(TASK TO CARRY OUT)
Write out every one of the rows below word for word, without any of the pictures.

(RECORDS SHOWN)
##############################
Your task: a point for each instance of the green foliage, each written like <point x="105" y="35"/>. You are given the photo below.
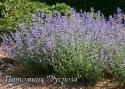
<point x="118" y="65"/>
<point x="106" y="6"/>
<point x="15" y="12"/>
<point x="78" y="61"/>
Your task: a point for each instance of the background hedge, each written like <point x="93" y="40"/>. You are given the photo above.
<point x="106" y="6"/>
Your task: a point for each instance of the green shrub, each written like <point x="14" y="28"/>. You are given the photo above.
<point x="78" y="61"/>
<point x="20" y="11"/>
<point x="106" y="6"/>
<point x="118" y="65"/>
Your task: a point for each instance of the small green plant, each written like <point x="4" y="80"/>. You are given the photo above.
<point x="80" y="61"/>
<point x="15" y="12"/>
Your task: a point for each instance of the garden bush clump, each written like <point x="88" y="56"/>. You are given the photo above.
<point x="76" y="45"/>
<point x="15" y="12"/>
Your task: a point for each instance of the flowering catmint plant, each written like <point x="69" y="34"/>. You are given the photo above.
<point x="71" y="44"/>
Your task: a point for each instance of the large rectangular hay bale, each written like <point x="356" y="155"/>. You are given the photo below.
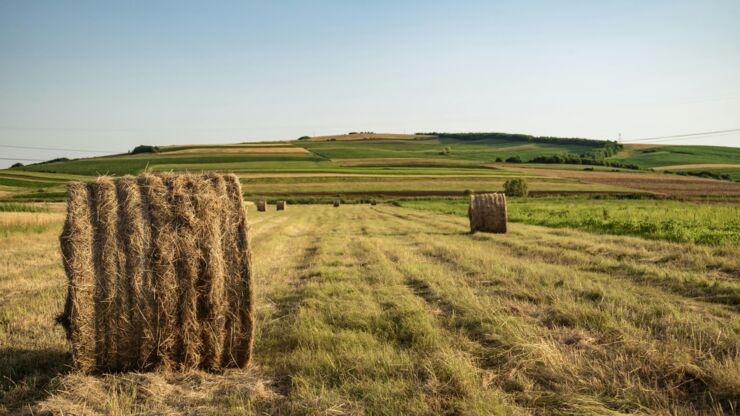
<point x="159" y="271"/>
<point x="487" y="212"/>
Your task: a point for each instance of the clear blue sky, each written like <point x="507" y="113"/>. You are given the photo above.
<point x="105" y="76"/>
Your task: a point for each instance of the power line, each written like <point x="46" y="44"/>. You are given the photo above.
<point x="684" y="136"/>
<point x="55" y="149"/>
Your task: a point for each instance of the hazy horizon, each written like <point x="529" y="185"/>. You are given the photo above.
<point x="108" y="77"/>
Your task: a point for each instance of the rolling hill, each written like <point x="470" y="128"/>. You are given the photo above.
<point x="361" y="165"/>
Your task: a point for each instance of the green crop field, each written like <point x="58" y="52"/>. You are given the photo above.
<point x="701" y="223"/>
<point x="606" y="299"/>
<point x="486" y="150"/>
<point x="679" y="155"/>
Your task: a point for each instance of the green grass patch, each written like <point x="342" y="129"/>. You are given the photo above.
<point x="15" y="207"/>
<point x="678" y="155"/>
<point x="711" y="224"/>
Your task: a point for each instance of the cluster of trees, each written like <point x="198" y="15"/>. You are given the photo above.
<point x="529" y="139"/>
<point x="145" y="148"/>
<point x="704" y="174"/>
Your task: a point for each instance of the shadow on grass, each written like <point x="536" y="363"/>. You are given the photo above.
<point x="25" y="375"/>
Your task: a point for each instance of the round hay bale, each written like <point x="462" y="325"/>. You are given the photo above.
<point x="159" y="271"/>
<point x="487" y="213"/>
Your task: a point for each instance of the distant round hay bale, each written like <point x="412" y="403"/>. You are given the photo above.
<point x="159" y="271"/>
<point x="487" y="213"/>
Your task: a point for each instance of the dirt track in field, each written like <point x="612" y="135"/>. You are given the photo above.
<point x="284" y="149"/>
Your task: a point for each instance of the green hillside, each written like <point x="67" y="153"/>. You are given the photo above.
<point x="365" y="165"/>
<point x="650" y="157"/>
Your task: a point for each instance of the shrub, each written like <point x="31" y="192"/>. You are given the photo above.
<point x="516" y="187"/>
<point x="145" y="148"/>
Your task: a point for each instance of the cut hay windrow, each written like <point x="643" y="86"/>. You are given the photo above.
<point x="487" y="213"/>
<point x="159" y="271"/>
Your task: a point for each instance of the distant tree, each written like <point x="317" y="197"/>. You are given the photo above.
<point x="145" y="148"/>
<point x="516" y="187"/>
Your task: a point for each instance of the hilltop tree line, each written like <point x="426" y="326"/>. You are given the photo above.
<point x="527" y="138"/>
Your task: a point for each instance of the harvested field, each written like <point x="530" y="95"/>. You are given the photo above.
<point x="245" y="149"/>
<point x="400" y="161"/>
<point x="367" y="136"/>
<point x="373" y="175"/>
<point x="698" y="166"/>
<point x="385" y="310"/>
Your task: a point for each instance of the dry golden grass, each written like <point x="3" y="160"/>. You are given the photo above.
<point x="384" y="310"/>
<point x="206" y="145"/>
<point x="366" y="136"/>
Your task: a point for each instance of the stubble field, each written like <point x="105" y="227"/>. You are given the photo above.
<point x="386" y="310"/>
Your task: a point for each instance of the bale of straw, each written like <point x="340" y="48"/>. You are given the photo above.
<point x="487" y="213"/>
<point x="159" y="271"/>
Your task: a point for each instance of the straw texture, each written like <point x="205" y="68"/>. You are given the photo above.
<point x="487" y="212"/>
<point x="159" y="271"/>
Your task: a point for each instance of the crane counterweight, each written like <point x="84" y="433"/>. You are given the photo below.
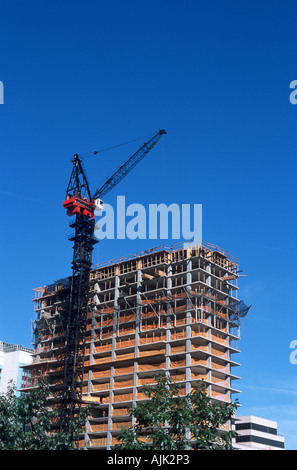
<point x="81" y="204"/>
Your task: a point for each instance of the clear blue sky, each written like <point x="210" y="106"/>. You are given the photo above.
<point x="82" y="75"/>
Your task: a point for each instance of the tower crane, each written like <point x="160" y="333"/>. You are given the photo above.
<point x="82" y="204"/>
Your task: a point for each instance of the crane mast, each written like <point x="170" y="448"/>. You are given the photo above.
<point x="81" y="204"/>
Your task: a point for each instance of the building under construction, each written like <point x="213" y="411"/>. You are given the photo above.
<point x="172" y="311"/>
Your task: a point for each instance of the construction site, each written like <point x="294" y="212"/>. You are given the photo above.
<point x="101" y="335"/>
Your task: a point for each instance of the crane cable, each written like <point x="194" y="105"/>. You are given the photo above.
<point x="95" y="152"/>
##############################
(EXPECTED ANSWER)
Your task: a point for each instance of the green foliage, each written like <point x="105" y="35"/>. You are given the photo below.
<point x="118" y="65"/>
<point x="106" y="6"/>
<point x="15" y="12"/>
<point x="78" y="61"/>
Your task: a point for each instance of the background hedge, each written like <point x="93" y="40"/>. You are given the photo above.
<point x="106" y="6"/>
Your task: a point for each instance of the green shrub, each written like <point x="14" y="28"/>. You are given the photo above.
<point x="78" y="61"/>
<point x="20" y="11"/>
<point x="106" y="6"/>
<point x="118" y="65"/>
Your task: a point for each instance of the small green plant, each written like <point x="4" y="80"/>. You are given the photo above.
<point x="80" y="61"/>
<point x="15" y="12"/>
Your task: a point for each instance of the garden bush clump, each written like <point x="88" y="56"/>. You are given the photo above.
<point x="76" y="45"/>
<point x="15" y="12"/>
Your task: a point for each instance of the flowering catmint plant, each written like <point x="69" y="34"/>. You are given the photo above.
<point x="71" y="44"/>
Your task: a point for each instance of the large rectangular hay bale, each written like <point x="356" y="155"/>. You are given the photo below.
<point x="159" y="271"/>
<point x="487" y="212"/>
Your task: a point for each instance of the clear blue sky, each written like <point x="507" y="113"/>. You are given the photo above.
<point x="105" y="76"/>
Your task: a point for each instance of the power line, each written like <point x="46" y="44"/>. You are given the photo above.
<point x="684" y="136"/>
<point x="55" y="149"/>
Your task: a point for each instance of the hazy horizon, each written like <point x="529" y="185"/>. You are given the photo above.
<point x="108" y="77"/>
Your task: a point for each instance of the rolling hill, each written like <point x="470" y="128"/>. You are given the photo above.
<point x="361" y="165"/>
Your task: a point for each instance of the green crop field, each written like <point x="58" y="52"/>. You are given the photo above.
<point x="701" y="223"/>
<point x="606" y="299"/>
<point x="486" y="150"/>
<point x="679" y="155"/>
Your task: a point for each instance of the green grass patch, each written like <point x="342" y="129"/>. You are given the photo above.
<point x="15" y="207"/>
<point x="678" y="155"/>
<point x="711" y="224"/>
Your task: a point for each instance of the cluster of trees, each written like <point x="198" y="15"/>. You are given the photo above.
<point x="529" y="139"/>
<point x="145" y="148"/>
<point x="704" y="174"/>
Your task: a point for each instance of the shadow on grass, each written like <point x="536" y="363"/>. You are given the photo above.
<point x="25" y="375"/>
Your task: a point for each instance of the round hay bale, each written like <point x="462" y="325"/>. You are given the photo above.
<point x="159" y="271"/>
<point x="487" y="213"/>
Your task: a point for each instance of the distant round hay bale, each written like <point x="412" y="403"/>. You are given the photo above.
<point x="159" y="271"/>
<point x="487" y="213"/>
Your task: a point for each instance of the dirt track in field, each written like <point x="612" y="135"/>. You are given the photo above.
<point x="284" y="149"/>
Your task: a point for each instance of the green hillside, each written like <point x="67" y="153"/>. You are given the photo above.
<point x="365" y="165"/>
<point x="650" y="157"/>
Your task: a point for each instance of the shrub, each written like <point x="31" y="192"/>. You are given the photo above.
<point x="516" y="187"/>
<point x="145" y="148"/>
Your task: a point for each instance of the cut hay windrow, each written like <point x="643" y="86"/>. You are given the photo above.
<point x="487" y="213"/>
<point x="159" y="271"/>
Your task: a point for each instance of the distant tree, each written like <point x="317" y="197"/>. You are given the photo above.
<point x="145" y="148"/>
<point x="516" y="187"/>
Your task: a point for each instance of the hilltop tree line, each written like <point x="426" y="326"/>. You are given the photo above.
<point x="527" y="138"/>
Your task: a point for each instance of the harvested field, each written like <point x="530" y="95"/>. You are given the photo above.
<point x="245" y="149"/>
<point x="400" y="161"/>
<point x="367" y="136"/>
<point x="373" y="175"/>
<point x="698" y="166"/>
<point x="385" y="310"/>
Your task: a point for each instance of the dry golden grass, each written like <point x="3" y="160"/>. You are given the photo above.
<point x="384" y="310"/>
<point x="206" y="145"/>
<point x="366" y="136"/>
Your task: a point for each instance of the stubble field, each written like <point x="105" y="227"/>. You are given the photo above.
<point x="386" y="310"/>
Your task: a point for each instance of the bale of straw, each written like <point x="340" y="48"/>. You are given the photo above.
<point x="487" y="213"/>
<point x="159" y="271"/>
Your task: a point for each instance of the straw texture, each written like <point x="205" y="68"/>. You are given the photo above.
<point x="487" y="212"/>
<point x="159" y="271"/>
Your task: a point for each instance of the crane counterweight, each written like <point x="84" y="433"/>. You are given the photo below.
<point x="81" y="204"/>
Your task: a point for each instance of the clear blue sky, each written like <point x="210" y="106"/>. You are given the photo above.
<point x="82" y="75"/>
Your task: a point for each instance of the tower crane, each written like <point x="160" y="333"/>. You are given the photo above.
<point x="82" y="204"/>
Your task: a point for each instance of the crane mast, each written like <point x="170" y="448"/>. You are given the photo above.
<point x="81" y="204"/>
Your task: a point for each instance of the building under construction, each written like <point x="213" y="411"/>. You are given the photo above.
<point x="172" y="311"/>
Your task: a point for each instance of the construction site, each written like <point x="294" y="212"/>. You are given the photo above.
<point x="101" y="335"/>
Your task: a point for each instance of the crane cable, each written like <point x="194" y="105"/>. You are given the photo above.
<point x="95" y="152"/>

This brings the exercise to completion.